— start Material —

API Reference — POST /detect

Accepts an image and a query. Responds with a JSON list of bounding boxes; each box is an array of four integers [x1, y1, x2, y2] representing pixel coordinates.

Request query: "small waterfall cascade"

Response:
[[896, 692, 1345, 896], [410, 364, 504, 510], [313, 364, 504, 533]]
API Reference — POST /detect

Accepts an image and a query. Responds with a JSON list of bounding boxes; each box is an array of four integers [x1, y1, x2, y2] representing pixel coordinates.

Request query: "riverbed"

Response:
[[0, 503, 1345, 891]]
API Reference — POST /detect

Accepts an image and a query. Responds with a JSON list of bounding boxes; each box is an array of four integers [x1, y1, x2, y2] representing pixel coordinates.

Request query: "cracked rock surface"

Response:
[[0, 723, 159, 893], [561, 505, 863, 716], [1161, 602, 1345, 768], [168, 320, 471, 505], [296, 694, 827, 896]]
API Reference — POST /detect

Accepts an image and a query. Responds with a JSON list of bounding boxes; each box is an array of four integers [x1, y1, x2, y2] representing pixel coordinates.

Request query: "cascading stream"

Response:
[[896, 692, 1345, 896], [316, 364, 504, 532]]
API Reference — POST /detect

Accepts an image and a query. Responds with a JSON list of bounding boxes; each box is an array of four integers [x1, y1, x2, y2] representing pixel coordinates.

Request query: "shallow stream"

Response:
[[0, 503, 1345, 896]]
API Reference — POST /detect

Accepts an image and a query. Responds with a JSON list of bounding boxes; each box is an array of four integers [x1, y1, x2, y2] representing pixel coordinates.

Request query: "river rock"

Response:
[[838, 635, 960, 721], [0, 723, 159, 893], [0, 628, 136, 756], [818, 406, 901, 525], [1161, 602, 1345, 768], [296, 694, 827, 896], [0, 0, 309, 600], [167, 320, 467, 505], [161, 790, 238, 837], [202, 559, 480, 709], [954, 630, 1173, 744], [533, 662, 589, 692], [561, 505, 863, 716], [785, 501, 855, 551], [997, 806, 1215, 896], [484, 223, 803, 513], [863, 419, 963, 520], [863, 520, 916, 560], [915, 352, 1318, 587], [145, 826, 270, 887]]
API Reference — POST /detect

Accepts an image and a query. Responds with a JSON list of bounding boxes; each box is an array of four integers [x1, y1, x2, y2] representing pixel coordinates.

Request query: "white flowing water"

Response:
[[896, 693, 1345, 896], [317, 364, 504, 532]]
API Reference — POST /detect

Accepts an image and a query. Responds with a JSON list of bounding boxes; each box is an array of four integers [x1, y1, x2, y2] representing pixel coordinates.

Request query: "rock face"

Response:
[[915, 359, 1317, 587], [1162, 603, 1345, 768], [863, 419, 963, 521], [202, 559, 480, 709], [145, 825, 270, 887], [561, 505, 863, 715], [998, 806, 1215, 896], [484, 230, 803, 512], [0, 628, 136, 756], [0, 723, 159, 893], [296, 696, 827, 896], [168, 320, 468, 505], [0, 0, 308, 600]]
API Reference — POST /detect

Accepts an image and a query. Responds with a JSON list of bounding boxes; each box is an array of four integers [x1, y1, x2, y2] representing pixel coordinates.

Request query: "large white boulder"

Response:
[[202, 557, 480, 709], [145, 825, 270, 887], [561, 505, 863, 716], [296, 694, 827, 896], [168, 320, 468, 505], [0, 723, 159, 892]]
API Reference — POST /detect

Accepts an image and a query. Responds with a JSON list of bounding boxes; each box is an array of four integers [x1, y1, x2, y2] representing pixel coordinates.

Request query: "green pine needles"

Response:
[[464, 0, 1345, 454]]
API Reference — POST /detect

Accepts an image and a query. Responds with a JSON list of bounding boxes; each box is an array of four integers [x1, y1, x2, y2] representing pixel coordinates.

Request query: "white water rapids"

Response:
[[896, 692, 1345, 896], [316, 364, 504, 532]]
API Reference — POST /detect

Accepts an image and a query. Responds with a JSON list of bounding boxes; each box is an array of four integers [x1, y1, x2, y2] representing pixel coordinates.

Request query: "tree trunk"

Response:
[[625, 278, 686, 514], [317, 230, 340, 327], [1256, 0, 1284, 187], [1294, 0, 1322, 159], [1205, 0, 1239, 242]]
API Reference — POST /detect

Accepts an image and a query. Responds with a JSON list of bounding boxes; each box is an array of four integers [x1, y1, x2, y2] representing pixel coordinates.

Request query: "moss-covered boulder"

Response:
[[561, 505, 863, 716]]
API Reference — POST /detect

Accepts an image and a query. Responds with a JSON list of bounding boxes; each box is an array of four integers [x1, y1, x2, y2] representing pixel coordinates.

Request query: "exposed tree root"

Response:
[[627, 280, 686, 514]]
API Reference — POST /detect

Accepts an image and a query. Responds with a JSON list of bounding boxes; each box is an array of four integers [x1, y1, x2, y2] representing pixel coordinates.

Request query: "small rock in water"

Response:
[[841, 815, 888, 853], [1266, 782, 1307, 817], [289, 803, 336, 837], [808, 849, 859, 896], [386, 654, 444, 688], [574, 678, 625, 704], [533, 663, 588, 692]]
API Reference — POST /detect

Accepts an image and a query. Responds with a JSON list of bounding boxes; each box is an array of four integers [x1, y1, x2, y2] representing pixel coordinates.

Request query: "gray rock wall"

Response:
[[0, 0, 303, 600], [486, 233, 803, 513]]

— end Material —

## Written instruction
Can you write out all of the records above again, word for word, with nothing changed?

## Result of this exercise
API Reference — POST /detect

Accepts an image and a query. Responds with a JSON list of bounding boxes; each box is an array of four integers [x1, y1, x2, y2] representing pixel coordinates.

Request query: "small waterfall cascade"

Response:
[[896, 692, 1345, 896], [410, 364, 504, 510], [313, 364, 504, 533]]
API Reference — POST /detect

Accepts an image and a query. Responds with a JSON list of bounding boxes; each box is an array of four integers [x1, y1, x2, y2] representing pixel coordinates.

Request query: "riverbed"

Response:
[[0, 503, 1345, 891]]
API Reference — POST /detect

Accepts an image and a query. Responds with a JSON list of bounding boxes; each box is an array of four integers [x1, y1, x2, y2] representing pixel coordinates.

Request query: "cracked rock surface"

Response:
[[0, 723, 159, 893], [561, 505, 863, 716], [1161, 602, 1345, 768], [168, 320, 471, 505], [296, 694, 827, 896]]
API Reference — POST /detect

Accepts an image and a query. Responds with a JSON list of bounding boxes; each box is an array of four integers [x1, y1, x2, y2] representing pixel coordinates.

Request query: "cascading stream"

Response:
[[896, 692, 1345, 896], [316, 364, 504, 532]]
API Reference — POST /detect

Accepts an image and a query. Responds with a JSON list of bounding boxes; each box is an array of four integers [x1, y1, x2, y2] representing pixel coordinates.

Request query: "shallow stream"

Response:
[[0, 503, 1345, 896]]
API Reference — POST /detect

Accepts an image and a query. Responds with a JSON list of bounding boxes; each box is an array of four integers [x1, y1, x2, y2] representing pixel coordinates.

Request query: "river rock"

Response:
[[838, 635, 960, 721], [0, 723, 159, 893], [0, 628, 136, 756], [818, 406, 901, 525], [1161, 602, 1345, 768], [296, 694, 827, 896], [0, 0, 309, 600], [167, 320, 467, 505], [161, 790, 238, 837], [202, 559, 480, 709], [954, 630, 1173, 744], [533, 662, 589, 692], [561, 505, 863, 716], [785, 501, 855, 551], [997, 806, 1215, 896], [484, 223, 803, 513], [863, 419, 963, 520], [863, 520, 916, 560], [915, 352, 1318, 587], [145, 826, 270, 887]]
API Reference — POST /detect

Accepts an image and a query. Responds with a JSON list of bounding boxes; each box is an array of four integers [x1, y1, x2, y2] representing pixel coordinates.

Request query: "white flowing water"

Response:
[[896, 693, 1345, 896], [317, 364, 504, 532]]
API Reference — POST /detect

Accepts an image and a query. Responds with a JSON list of bounding boxes; each box is an array of four integers [x1, y1, x2, y2] representing pixel coordinates.

Request query: "rock face"

Response:
[[915, 359, 1317, 587], [1162, 603, 1345, 768], [863, 419, 963, 521], [202, 559, 480, 709], [145, 825, 270, 887], [561, 505, 863, 715], [998, 806, 1215, 896], [484, 230, 803, 512], [0, 628, 136, 756], [0, 723, 159, 893], [296, 696, 827, 896], [168, 320, 468, 505], [0, 0, 308, 600]]
API Reference — POST /detect

Accepts an image and a query. Responds with a JSON list of bounding boxes; each box is an array of four integers [x1, y1, x2, y2] representing pixel coordinates.

Request query: "large white boulder"

Response:
[[202, 557, 480, 709], [145, 825, 270, 887], [561, 505, 863, 716], [296, 694, 827, 896], [168, 320, 468, 505], [0, 723, 159, 892]]
API Reference — POST /detect

Accepts an image and a query. Responds with a JSON list of bounding boxes; each box is an array of four integers [x1, y1, x2, y2] representing pixel coordinates.

Request query: "green pine needles"

Response:
[[464, 0, 1345, 454]]
API Reference — POST /detect

Accepts an image and a query. Responds with a JSON list of bounding boxes; each box is an array of four integers [x1, y1, x2, y2] representing pixel coordinates.

Request query: "white water rapids"

Response:
[[896, 692, 1345, 896], [316, 364, 504, 532]]
API Reference — POST /detect

Accepts an image and a query. Responds with a JSON list of bounding boxes; each box is an array of four integers [x1, y1, x2, y2] representing pixel coordinates.

Request query: "tree trunk"

Response:
[[625, 278, 686, 514], [317, 230, 340, 327], [1256, 0, 1284, 187], [1294, 0, 1322, 159], [1205, 0, 1239, 242]]
API Reference — POST /detect

Accepts an image and a query. Responds with a JSON list of bounding boxes; each box is an array of four integers [x1, y1, x2, y2] representing pixel coordinates.

Request query: "moss-covered boulder"

Response:
[[561, 505, 863, 716]]
API Reference — POST /detect

Accepts an image and a query. Responds with a JSON list of bounding boxes; each box is an array of four integers [x1, y1, x2, y2] representing pixel coordinates.

Request query: "exposed tree root"

Response:
[[627, 280, 686, 514]]
API Reference — POST /detect

Accepts an image and a query. Responds with a JSON list of bounding boxes; each box is an array of four integers [x1, y1, x2, y2] representing pixel coordinates.

Request query: "small rock in water"

Response:
[[841, 815, 888, 853], [1266, 782, 1307, 817], [289, 803, 336, 837], [808, 849, 859, 896], [386, 654, 444, 688], [574, 678, 625, 704], [533, 663, 588, 692]]
API Reference — POST /detect

Accepts an image and a query. Responds with a JSON list of bounding boxes; each box is an array of four integers [x1, y1, x2, y2] representing pixel coordinates.

Request query: "gray rock wall"

Response:
[[0, 0, 303, 600], [486, 233, 803, 513]]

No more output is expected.